START GIVEN INFORMATION

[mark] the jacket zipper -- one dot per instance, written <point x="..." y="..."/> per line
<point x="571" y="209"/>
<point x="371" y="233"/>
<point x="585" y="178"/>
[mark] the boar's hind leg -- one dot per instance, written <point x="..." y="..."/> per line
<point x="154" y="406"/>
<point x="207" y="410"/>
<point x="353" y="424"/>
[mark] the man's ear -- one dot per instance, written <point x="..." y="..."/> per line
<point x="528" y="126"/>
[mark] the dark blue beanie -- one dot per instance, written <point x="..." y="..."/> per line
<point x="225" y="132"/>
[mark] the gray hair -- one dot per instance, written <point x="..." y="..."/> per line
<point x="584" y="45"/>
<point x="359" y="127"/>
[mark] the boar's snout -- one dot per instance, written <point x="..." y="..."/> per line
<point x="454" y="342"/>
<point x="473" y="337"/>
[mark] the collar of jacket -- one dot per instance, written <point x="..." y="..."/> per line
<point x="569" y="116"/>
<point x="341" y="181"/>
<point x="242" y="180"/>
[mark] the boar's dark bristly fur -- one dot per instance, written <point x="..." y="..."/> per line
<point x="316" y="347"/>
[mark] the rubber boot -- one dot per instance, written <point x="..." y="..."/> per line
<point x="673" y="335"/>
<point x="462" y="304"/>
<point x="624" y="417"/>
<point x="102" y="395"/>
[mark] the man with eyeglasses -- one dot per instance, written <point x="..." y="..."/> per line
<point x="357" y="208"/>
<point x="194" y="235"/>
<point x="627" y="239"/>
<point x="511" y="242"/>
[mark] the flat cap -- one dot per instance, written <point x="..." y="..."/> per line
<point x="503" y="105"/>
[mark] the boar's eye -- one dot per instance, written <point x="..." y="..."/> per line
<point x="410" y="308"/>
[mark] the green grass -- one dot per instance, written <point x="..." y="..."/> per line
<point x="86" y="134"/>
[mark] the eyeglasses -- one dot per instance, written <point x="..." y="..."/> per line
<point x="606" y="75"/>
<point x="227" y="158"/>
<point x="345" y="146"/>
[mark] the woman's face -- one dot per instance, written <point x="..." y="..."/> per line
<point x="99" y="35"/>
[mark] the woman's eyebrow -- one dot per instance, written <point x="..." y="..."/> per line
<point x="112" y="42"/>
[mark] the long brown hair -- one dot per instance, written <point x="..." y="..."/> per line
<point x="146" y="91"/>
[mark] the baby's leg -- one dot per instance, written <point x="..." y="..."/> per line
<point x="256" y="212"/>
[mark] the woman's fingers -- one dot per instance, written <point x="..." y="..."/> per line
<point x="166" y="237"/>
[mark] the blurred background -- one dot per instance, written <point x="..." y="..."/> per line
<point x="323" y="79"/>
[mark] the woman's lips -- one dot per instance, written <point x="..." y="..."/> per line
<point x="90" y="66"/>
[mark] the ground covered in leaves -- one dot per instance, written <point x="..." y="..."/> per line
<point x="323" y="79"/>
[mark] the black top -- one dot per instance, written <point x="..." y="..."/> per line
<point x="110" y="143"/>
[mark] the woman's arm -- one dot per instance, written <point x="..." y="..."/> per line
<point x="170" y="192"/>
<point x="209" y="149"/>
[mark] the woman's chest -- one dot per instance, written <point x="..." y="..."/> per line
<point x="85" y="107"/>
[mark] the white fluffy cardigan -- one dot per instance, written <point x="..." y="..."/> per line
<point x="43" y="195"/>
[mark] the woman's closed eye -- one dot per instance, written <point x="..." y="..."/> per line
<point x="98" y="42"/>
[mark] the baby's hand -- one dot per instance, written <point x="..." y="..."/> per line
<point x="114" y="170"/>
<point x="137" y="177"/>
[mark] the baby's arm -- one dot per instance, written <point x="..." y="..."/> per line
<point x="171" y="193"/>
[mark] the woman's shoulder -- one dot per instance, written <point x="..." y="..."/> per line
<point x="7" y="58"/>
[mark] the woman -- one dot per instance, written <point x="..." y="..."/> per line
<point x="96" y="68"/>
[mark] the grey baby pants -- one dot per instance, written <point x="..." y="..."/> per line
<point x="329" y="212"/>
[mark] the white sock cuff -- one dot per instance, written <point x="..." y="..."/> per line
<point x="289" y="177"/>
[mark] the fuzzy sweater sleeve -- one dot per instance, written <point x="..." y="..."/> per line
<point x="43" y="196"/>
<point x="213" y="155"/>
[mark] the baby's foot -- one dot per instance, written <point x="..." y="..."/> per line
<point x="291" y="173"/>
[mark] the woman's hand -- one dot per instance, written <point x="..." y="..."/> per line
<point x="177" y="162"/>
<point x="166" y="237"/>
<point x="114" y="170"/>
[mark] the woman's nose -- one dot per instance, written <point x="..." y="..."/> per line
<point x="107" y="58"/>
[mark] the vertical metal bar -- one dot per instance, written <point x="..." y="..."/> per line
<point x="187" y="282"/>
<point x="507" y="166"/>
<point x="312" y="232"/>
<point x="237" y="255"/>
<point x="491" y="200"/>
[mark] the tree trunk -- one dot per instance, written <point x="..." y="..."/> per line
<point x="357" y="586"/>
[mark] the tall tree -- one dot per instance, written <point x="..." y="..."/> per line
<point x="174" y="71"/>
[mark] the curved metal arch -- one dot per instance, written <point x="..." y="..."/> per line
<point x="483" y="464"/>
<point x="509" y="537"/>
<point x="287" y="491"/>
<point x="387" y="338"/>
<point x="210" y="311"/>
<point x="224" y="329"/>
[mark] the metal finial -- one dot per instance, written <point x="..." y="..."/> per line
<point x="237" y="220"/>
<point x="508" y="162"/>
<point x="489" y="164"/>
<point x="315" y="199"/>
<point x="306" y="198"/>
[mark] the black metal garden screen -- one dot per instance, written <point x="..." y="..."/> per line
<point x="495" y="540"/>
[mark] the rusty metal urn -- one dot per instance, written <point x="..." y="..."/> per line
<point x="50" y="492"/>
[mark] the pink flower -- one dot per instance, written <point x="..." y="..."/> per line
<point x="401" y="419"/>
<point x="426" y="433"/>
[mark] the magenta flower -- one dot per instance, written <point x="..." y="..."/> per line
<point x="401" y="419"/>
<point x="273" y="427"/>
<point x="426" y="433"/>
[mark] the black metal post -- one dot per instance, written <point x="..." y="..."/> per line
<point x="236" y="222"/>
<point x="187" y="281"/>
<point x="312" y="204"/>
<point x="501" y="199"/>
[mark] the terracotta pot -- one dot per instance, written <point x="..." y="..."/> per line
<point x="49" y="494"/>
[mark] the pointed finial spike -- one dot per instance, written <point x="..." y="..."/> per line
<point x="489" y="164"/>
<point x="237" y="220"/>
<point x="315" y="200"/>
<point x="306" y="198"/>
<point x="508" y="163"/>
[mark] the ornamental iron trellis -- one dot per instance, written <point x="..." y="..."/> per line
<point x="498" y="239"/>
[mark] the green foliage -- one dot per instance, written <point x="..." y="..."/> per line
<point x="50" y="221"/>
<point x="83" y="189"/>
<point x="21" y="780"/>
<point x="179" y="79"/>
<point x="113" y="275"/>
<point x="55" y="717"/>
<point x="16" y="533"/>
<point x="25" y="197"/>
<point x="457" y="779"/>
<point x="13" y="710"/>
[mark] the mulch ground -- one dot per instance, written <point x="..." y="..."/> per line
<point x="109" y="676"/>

END GIVEN INFORMATION

TASK TO CARRY OUT:
Each record above is to be reproduced verbatim.

TASK RESPONSE:
[mark] the jacket zipper -- one dot per instance, written <point x="..." y="..."/> per line
<point x="571" y="209"/>
<point x="371" y="233"/>
<point x="585" y="178"/>
[mark] the boar's hind leg -- one dot per instance, written <point x="..." y="..."/> per line
<point x="154" y="406"/>
<point x="207" y="410"/>
<point x="353" y="424"/>
[mark] the man's ear -- one dot per instance, written <point x="..." y="..."/> per line
<point x="528" y="126"/>
[mark] the dark blue beanie -- one dot per instance, written <point x="..." y="..."/> per line
<point x="225" y="132"/>
[mark] the gray hair -- one dot per instance, written <point x="..." y="..."/> per line
<point x="584" y="45"/>
<point x="359" y="127"/>
[mark] the boar's snout -- one dot per instance, written <point x="..." y="..."/> per line
<point x="454" y="342"/>
<point x="473" y="337"/>
[mark] the collar of jacket -- one dot per instance, written <point x="..." y="..."/> per line
<point x="569" y="116"/>
<point x="341" y="181"/>
<point x="242" y="180"/>
[mark] the boar's dark bristly fur -- one dot per instance, written <point x="..." y="..."/> per line
<point x="316" y="347"/>
[mark] the rubber boot -- one dot per instance, written <point x="..." y="..."/> per line
<point x="673" y="335"/>
<point x="462" y="304"/>
<point x="624" y="417"/>
<point x="102" y="395"/>
[mark] the man with eyeglasses -- one dot per instance, written <point x="..." y="..."/> per line
<point x="357" y="208"/>
<point x="194" y="235"/>
<point x="627" y="239"/>
<point x="511" y="242"/>
[mark] the flat cap -- one dot per instance, written <point x="..." y="..."/> per line
<point x="503" y="105"/>
[mark] the boar's eye -- one dot per instance, written <point x="..." y="..."/> per line
<point x="410" y="308"/>
[mark] the green grass -- one dot per instance, written <point x="..." y="..."/> per line
<point x="86" y="134"/>
[mark] the eyeglasses -- one dot per instance, written <point x="..." y="..."/> per line
<point x="606" y="75"/>
<point x="227" y="158"/>
<point x="345" y="146"/>
[mark] the woman's face -- one dot per instance, written <point x="..." y="..."/> per line
<point x="99" y="35"/>
[mark] the woman's eyebrow -- one dot per instance, written <point x="..." y="..."/> per line
<point x="112" y="42"/>
[mark] the long brown hair -- one dot per instance, written <point x="..." y="..."/> per line
<point x="146" y="91"/>
[mark] the baby's leg -- one dot per instance, written <point x="..." y="..."/> per line
<point x="256" y="212"/>
[mark] the woman's fingers -- one dot per instance, written <point x="..." y="..."/> per line
<point x="166" y="237"/>
[mark] the blurred background -- one dot per instance, written <point x="..." y="..."/> per line
<point x="323" y="79"/>
[mark] the woman's lips -- one dot per instance, written <point x="..." y="..."/> per line
<point x="90" y="66"/>
[mark] the ground covered in leaves -- one dot per instance, written <point x="..." y="..."/> per line
<point x="323" y="79"/>
[mark] the black top -- one dot per instance, written <point x="..." y="..."/> per line
<point x="110" y="143"/>
[mark] the woman's arm -- one dot per instance, written <point x="..." y="..."/> per line
<point x="170" y="192"/>
<point x="209" y="149"/>
[mark] the woman's chest -- one dot per instance, written <point x="..." y="..."/> per line
<point x="85" y="107"/>
[mark] the white fluffy cardigan -- one dot per instance, written <point x="..." y="..."/> per line
<point x="43" y="195"/>
[mark] the woman's closed eye -- one dot per instance, written <point x="..." y="..."/> per line
<point x="98" y="42"/>
[mark] the baby's hand -- one dot per instance, written <point x="..." y="..."/> per line
<point x="114" y="170"/>
<point x="137" y="177"/>
[mark] the baby's arm -- one dot per instance, written <point x="..." y="..."/> per line
<point x="171" y="193"/>
[mark] the woman's shoulder -- one dot per instance, written <point x="..." y="..."/> per line
<point x="7" y="58"/>
[mark] the woman -- one dot per instance, written <point x="..." y="..."/> per line
<point x="96" y="68"/>
[mark] the grey baby pants -- one dot per instance, written <point x="..." y="..."/> per line
<point x="329" y="212"/>
[mark] the white sock cuff -- one dot per instance, written <point x="..." y="..."/> per line
<point x="289" y="177"/>
[mark] the fuzzy sweater sleeve -- one dot per instance, written <point x="..." y="..."/> per line
<point x="43" y="196"/>
<point x="213" y="155"/>
[mark] the baby's foot -- one dot per instance, written <point x="..." y="..."/> per line
<point x="291" y="173"/>
[mark] the woman's hand -- one dot per instance, written <point x="..." y="..."/> per line
<point x="177" y="162"/>
<point x="166" y="237"/>
<point x="114" y="170"/>
[mark] the woman's nose -- one dot per instance, written <point x="..." y="..."/> per line
<point x="107" y="58"/>
[mark] the vertical metal bar -- one dot per instance, written <point x="..." y="..."/> per line
<point x="187" y="282"/>
<point x="507" y="166"/>
<point x="312" y="232"/>
<point x="237" y="255"/>
<point x="491" y="200"/>
[mark] the tree trunk -- one dot per instance, written <point x="..." y="..."/> per line
<point x="357" y="586"/>
[mark] the tall tree -- one dot per instance, written <point x="..." y="..."/> per line
<point x="174" y="71"/>
[mark] the curved metal arch -- one dot per instance, written <point x="..." y="..."/> per line
<point x="483" y="464"/>
<point x="509" y="537"/>
<point x="287" y="491"/>
<point x="387" y="338"/>
<point x="210" y="311"/>
<point x="224" y="329"/>
[mark] the metal finial -- one dot per instance, written <point x="..." y="..."/> per line
<point x="237" y="220"/>
<point x="508" y="162"/>
<point x="489" y="164"/>
<point x="315" y="199"/>
<point x="306" y="198"/>
[mark] the black metal garden screen -- one dot per instance, written <point x="..." y="..."/> per line
<point x="495" y="540"/>
[mark] the rusty metal urn -- one dot per instance, written <point x="..." y="..."/> per line
<point x="50" y="492"/>
[mark] the pink flower -- one dot per instance, written <point x="..." y="..."/> per line
<point x="401" y="419"/>
<point x="426" y="433"/>
[mark] the magenta flower -- one dot per instance, written <point x="..." y="..."/> per line
<point x="401" y="419"/>
<point x="273" y="427"/>
<point x="426" y="433"/>
[mark] the black metal post -- one dot per instance, written <point x="..." y="..."/> per line
<point x="236" y="222"/>
<point x="187" y="281"/>
<point x="312" y="204"/>
<point x="501" y="199"/>
[mark] the terracotta pot -- one dot per instance, written <point x="..." y="..."/> per line
<point x="49" y="494"/>
[mark] the pointed finial spike -- one dot per instance, written <point x="..." y="..."/> per line
<point x="489" y="164"/>
<point x="237" y="220"/>
<point x="315" y="200"/>
<point x="306" y="198"/>
<point x="508" y="163"/>
[mark] the ornamental iron trellis -- one dot per instance, written <point x="..." y="..."/> per line
<point x="498" y="239"/>
[mark] the green foliage -- one dot per instance, written <point x="..." y="..."/> per line
<point x="50" y="221"/>
<point x="83" y="189"/>
<point x="21" y="780"/>
<point x="179" y="79"/>
<point x="113" y="275"/>
<point x="55" y="717"/>
<point x="16" y="533"/>
<point x="25" y="197"/>
<point x="457" y="779"/>
<point x="13" y="710"/>
[mark] the mulch ground -- one dot per instance, written <point x="..." y="..."/> per line
<point x="109" y="676"/>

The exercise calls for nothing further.